RECORDS FOR THIS TASK –
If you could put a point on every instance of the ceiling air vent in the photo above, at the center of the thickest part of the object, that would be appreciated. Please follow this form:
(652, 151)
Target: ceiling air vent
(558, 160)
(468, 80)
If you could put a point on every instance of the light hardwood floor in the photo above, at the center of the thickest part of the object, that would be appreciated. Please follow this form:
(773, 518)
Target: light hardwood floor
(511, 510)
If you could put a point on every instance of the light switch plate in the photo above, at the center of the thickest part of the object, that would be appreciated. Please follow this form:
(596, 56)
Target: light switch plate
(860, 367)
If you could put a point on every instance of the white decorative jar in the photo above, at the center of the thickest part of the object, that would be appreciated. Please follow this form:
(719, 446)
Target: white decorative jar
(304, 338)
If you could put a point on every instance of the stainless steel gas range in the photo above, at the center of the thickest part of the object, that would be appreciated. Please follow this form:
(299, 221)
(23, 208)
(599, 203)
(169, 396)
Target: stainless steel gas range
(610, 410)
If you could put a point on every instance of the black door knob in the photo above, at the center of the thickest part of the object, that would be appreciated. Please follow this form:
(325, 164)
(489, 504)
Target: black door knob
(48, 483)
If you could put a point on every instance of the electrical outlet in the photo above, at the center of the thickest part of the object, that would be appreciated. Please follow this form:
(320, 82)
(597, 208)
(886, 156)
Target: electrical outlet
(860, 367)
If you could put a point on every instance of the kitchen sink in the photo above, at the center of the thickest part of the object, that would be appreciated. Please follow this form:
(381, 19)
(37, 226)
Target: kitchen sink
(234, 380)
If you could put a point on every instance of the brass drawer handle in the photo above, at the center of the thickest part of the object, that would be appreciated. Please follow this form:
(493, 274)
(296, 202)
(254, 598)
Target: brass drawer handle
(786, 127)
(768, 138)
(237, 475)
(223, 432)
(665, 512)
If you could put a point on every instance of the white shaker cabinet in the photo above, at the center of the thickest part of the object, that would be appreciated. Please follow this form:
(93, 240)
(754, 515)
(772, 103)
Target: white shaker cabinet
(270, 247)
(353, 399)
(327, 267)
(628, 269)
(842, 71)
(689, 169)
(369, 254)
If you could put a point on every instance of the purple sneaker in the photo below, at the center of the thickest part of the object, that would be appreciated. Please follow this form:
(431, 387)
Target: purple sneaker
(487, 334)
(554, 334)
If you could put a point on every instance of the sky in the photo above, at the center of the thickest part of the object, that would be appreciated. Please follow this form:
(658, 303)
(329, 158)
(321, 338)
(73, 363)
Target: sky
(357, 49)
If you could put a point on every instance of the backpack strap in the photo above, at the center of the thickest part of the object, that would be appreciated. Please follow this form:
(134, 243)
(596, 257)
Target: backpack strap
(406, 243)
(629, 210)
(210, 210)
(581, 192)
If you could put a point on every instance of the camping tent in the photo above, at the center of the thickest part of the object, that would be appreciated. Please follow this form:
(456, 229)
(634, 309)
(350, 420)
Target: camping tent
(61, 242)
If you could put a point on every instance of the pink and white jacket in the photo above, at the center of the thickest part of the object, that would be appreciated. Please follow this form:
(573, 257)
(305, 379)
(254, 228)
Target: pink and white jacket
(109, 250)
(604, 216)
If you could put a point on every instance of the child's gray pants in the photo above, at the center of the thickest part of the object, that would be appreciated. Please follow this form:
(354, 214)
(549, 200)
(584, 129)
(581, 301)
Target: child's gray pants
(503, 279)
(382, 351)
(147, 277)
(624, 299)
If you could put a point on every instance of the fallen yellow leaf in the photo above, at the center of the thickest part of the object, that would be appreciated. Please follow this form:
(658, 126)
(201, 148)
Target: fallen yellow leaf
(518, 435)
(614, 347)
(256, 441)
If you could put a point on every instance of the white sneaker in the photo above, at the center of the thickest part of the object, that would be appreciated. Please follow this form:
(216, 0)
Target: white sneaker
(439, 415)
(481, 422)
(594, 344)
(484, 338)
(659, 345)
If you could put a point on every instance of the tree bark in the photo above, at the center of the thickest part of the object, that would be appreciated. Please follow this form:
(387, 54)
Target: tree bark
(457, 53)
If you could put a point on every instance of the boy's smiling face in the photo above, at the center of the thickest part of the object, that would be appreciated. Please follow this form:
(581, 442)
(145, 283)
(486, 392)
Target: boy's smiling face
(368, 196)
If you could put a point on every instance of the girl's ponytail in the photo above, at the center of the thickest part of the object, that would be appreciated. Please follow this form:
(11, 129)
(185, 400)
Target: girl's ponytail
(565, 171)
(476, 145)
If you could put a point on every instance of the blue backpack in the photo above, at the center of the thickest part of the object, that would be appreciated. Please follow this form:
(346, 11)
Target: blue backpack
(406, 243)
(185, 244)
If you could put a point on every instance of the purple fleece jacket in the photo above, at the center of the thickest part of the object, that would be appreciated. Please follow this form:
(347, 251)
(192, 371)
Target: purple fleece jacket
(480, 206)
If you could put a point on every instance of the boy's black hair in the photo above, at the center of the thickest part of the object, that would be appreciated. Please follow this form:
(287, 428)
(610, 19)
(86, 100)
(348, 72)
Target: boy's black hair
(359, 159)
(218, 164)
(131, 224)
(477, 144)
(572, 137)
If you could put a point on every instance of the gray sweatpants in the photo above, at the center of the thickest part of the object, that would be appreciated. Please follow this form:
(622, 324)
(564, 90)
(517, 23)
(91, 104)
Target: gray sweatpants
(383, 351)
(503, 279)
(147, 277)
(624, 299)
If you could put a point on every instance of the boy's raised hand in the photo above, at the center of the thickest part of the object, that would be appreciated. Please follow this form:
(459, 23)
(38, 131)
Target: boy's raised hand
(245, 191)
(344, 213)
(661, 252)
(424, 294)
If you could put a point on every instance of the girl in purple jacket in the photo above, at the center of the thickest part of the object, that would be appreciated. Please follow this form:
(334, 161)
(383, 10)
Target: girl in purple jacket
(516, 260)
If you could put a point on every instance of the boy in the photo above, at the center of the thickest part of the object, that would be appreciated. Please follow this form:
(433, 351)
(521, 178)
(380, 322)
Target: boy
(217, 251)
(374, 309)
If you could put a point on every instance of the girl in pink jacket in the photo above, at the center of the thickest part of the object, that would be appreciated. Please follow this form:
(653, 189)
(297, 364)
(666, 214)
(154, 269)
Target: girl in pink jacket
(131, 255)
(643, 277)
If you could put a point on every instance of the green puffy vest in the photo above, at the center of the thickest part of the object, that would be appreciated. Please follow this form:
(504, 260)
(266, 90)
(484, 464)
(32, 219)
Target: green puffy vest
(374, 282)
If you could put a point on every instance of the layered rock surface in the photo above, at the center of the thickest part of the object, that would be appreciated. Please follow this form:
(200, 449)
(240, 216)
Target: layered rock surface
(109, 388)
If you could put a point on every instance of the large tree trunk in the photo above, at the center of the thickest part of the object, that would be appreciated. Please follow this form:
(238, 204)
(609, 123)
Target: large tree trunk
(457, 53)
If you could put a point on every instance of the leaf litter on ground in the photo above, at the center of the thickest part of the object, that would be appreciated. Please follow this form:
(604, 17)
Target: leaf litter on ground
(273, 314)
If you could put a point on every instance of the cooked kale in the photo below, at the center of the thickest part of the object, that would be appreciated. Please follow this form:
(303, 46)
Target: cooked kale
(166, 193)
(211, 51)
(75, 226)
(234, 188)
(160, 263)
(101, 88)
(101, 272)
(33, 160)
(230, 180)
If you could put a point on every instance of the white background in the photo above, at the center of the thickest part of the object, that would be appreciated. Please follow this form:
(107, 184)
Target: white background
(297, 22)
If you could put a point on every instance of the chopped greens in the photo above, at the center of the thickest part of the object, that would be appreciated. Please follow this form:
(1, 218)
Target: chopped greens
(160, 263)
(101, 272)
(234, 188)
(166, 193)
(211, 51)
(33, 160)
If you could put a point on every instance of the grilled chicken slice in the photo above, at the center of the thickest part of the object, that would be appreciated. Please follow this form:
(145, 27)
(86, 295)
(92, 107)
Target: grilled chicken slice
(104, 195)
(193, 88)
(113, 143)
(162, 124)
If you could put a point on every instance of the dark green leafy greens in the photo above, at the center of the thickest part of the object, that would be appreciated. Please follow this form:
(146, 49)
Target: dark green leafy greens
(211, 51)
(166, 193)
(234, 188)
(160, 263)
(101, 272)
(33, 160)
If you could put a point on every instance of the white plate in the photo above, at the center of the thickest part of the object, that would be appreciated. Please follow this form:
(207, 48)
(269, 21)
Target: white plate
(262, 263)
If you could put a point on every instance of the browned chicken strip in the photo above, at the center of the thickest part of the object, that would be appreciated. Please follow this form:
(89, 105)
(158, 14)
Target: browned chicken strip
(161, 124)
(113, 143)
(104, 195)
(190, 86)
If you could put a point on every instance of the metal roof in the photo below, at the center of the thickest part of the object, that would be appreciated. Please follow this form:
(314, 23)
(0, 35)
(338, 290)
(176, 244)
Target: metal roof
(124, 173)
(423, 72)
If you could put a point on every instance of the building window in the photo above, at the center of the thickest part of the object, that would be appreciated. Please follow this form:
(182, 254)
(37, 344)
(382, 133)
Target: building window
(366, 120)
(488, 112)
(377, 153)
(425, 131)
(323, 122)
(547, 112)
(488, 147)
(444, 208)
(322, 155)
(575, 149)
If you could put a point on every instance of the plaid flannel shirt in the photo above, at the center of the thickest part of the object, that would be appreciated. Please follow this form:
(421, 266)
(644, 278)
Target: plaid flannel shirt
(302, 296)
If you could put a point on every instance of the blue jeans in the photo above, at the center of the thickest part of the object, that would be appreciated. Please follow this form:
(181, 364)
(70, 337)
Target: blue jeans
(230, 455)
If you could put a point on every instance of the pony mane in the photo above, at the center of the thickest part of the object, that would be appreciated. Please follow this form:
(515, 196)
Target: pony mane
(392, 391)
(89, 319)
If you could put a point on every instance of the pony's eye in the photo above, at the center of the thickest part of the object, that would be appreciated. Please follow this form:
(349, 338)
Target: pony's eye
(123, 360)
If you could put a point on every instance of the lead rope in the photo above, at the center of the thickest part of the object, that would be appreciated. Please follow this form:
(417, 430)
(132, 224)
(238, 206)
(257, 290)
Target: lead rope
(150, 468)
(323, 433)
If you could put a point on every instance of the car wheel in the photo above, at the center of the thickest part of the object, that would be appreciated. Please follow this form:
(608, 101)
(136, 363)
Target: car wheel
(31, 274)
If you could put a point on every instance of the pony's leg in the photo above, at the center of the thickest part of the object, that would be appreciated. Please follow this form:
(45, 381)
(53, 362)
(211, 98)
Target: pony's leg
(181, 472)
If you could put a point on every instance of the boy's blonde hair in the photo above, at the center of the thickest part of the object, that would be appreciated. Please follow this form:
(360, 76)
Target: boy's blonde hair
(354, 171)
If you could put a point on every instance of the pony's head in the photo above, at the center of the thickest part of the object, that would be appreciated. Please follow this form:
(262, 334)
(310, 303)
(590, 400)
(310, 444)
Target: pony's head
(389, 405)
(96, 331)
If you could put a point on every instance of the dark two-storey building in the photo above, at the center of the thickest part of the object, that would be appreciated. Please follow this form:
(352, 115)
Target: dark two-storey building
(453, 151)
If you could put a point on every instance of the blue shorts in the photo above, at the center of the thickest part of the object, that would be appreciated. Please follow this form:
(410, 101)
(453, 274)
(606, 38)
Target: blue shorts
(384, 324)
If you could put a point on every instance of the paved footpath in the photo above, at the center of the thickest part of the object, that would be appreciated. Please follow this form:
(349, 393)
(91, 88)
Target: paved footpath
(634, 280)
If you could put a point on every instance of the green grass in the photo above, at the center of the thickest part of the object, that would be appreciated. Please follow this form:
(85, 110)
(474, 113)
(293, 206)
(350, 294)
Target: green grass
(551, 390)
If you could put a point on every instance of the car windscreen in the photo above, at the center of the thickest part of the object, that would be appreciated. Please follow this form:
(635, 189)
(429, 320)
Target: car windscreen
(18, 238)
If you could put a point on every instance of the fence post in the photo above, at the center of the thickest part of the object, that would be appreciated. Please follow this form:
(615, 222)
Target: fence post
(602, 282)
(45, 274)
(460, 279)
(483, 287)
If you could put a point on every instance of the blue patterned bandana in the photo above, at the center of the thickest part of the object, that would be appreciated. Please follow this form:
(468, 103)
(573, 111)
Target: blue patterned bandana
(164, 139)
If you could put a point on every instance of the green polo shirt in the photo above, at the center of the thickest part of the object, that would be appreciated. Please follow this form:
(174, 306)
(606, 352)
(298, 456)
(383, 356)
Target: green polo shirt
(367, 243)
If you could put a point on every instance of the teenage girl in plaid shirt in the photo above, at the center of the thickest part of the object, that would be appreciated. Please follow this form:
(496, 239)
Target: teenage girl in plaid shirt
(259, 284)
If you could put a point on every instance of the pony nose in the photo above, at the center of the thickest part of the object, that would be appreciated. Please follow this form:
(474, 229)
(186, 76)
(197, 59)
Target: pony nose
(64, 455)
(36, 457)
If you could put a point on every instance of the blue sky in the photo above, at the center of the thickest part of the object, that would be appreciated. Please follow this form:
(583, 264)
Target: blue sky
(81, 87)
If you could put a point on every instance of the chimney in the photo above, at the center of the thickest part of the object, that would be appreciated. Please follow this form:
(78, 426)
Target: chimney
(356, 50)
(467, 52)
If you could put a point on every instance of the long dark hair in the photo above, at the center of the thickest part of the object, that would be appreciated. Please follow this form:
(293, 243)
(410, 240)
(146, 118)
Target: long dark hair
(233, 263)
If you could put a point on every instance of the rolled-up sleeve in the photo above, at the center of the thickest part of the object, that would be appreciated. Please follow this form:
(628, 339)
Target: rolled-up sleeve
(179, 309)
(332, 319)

WHAT TO DO –
Return, from the material above, each line holding the string "below".

OUTPUT –
If you could put a point on every instance of the purple sneaker in the photo below, at the center of the thickest part of the object, that would be appreciated. Please follow this form:
If you could put a point on every instance of the cooked kale in the photo below, at the center of the thickest part of the object, that would be appreciated. Please follow this form:
If you could put a point on every instance of the metal roof in the photo below, at the center of the thickest part of the object, that would be appreciated. Please follow this form:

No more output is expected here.